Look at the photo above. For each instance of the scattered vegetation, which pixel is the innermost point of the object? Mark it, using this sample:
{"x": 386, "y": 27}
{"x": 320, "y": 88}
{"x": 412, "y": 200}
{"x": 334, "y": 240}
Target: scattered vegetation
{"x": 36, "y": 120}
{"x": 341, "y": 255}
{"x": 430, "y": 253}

────────────────────────────────────────

* Aim:
Each record above must be given again exactly.

* Worked solution:
Look at the photo above. For each instance of the scattered vegetation, which pixel is the innermost point of the object? Mark it, using this sample:
{"x": 386, "y": 27}
{"x": 320, "y": 88}
{"x": 412, "y": 200}
{"x": 334, "y": 240}
Target: scattered vegetation
{"x": 36, "y": 120}
{"x": 341, "y": 255}
{"x": 430, "y": 253}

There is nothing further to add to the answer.